▸ **DOCUMENT EXTRACT**:
╔══

University of Silesia Press (Wydawnictwo Uniwersytetu Śląskiego) was founded in 1968 as the Publishing Department of the University of Silesia, concurrently with the foundation of the University of Silesia in Katowice. On 1 September 1975 it was transformed into a full fledged publishing house.

==Overview==
University of Silesia Press publishes academic works in all of the disciplines of scholarship and science represented by the academic faculty of the University of Silesia in Katowice. The USP publications include peer-refereed monographs, collective volumes as well as periodicals. Since 2013, all of the USP print publications are simultaneously made available as e-books. The USP book series and periodicals, a significant number of which feature in the evaluation lists of the Polish Ministry of Science and Higher Education and are indexed in Polish and international repositories and databases (such as Central and Eastern European Online Library, CEJSH, BazHum, ERIH PLUS, and others). The USP journals are made available to the reading public as open access periodicals (the so called "gold path") in accordance with the recommendation of the European Commission of 17 July 2012 on access to and preservation of scientific information. A part of the overall body of the USP publications are habilitationschrifts (i.e. "tenure books") as well as doctoral dissertations recommended by the Ph.D. committees at the University of Silesia in Katowice.

A separate field of the USP publishing activity are coursebooks and teaching materials for students, including students of extramural programs and students of Polish as a foreign language.

The publications of the University of Silesia Press have received numerous awards and honorary mentions; among Authors publishing with the USP there are leading experts in a variety of areas of research.

On average, the annual production of the University of Silesia Press amounts to 150-170 titles, with the total volume of ca. 2700 printed sheets per year.

Since February 2017, the University of Silesia Press is led by Beata Klyta, serving as its acting director.

╚══

▸ **EXTRACTED MATERIAL**:
╔══

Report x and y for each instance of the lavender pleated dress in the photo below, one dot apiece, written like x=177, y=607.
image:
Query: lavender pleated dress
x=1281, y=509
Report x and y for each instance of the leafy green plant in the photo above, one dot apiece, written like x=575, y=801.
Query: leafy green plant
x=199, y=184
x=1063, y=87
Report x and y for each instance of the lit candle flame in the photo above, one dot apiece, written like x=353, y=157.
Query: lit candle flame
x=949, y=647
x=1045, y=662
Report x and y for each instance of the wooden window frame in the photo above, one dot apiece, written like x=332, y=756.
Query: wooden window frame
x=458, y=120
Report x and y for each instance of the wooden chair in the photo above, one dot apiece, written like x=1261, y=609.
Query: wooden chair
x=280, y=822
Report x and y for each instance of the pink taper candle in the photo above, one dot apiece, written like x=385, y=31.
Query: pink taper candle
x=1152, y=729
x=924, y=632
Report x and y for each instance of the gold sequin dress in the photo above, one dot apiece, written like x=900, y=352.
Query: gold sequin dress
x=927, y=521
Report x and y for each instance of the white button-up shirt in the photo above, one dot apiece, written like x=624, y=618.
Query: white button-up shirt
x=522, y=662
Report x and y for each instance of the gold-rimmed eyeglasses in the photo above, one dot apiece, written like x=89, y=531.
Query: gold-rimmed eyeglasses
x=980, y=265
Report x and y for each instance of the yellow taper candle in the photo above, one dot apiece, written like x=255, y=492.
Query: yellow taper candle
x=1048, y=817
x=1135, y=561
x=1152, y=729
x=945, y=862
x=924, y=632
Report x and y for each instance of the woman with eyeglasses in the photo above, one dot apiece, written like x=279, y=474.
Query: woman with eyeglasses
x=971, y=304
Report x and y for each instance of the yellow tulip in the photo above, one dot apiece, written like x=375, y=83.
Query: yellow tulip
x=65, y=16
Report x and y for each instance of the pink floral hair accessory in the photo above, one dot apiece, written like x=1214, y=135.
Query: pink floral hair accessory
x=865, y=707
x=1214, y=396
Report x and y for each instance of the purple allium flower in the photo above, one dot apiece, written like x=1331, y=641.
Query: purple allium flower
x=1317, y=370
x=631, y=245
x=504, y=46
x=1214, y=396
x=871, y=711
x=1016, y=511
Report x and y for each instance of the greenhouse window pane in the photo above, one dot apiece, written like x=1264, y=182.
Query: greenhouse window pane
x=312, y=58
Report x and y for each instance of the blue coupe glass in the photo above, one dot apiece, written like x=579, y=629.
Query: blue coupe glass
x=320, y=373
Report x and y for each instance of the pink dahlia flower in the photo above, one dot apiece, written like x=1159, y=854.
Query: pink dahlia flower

╚══

▸ **EXERCISE INSTRUCTIONS**:
1. In the University of Silesia Press overview, on what date was the press transformed into a full-fledged publishing house?
2. Please list every repository or database that the University of Silesia Press overview names as indexing the press's book series and periodicals.

▸ **OUTPUTS**:
1. On 1 September 1975.

2.
- Central and Eastern European Online Library
- CEJSH
- BazHum
- ERIH PLUS